## Work instructions
Write out verbatim the lines of the data below, from the line containing "[point] piano lid" through the end of the data, inclusive.

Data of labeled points
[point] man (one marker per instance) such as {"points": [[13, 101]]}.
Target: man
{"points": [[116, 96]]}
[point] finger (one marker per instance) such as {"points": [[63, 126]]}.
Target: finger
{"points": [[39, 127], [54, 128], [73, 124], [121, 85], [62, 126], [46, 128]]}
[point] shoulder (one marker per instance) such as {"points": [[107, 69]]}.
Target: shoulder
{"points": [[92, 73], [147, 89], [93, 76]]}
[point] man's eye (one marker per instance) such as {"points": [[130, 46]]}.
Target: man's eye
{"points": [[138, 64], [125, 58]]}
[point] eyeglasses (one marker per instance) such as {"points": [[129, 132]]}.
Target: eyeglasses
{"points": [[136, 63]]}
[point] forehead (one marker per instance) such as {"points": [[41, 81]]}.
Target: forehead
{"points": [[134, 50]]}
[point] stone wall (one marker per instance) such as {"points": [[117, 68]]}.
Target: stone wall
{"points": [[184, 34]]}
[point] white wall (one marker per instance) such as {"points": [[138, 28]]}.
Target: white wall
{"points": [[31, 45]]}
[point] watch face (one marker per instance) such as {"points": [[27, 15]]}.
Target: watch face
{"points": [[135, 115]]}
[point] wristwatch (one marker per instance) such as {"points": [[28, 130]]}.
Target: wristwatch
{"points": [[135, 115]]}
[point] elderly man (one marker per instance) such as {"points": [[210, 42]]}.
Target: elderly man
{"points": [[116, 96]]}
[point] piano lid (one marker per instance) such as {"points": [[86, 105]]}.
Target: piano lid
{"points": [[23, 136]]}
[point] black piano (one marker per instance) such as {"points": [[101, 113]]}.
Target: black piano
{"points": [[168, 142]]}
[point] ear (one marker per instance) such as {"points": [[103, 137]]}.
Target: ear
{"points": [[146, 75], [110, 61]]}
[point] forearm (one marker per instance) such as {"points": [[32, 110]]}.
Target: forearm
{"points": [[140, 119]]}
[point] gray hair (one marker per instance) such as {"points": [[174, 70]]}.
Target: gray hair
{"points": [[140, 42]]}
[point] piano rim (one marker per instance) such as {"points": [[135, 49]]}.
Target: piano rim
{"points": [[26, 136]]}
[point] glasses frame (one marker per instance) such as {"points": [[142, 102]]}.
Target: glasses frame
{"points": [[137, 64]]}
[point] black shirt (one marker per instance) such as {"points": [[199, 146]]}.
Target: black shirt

## Result for this task
[point] piano lid (one marker per instance) such as {"points": [[86, 105]]}.
Target: piano lid
{"points": [[23, 136]]}
[point] black piano (one marker per instance) such as {"points": [[101, 113]]}.
Target: black piano
{"points": [[168, 142]]}
[point] ear (one marker per instance) such as {"points": [[103, 137]]}.
Target: ear
{"points": [[146, 75], [110, 61]]}
[point] forearm (one marker per instance) such as {"points": [[32, 110]]}.
Target: forearm
{"points": [[140, 119]]}
[point] gray hair (one marker per instance) such as {"points": [[174, 70]]}.
Target: gray hair
{"points": [[140, 42]]}
[point] piano rim (one marker per instance) such as {"points": [[135, 49]]}.
Target: piano rim
{"points": [[26, 136]]}
[point] glasses frame (one marker per instance) such as {"points": [[142, 102]]}.
Target: glasses frame
{"points": [[137, 64]]}
[point] black shirt (one marker per instance) such as {"points": [[199, 146]]}.
Target: black shirt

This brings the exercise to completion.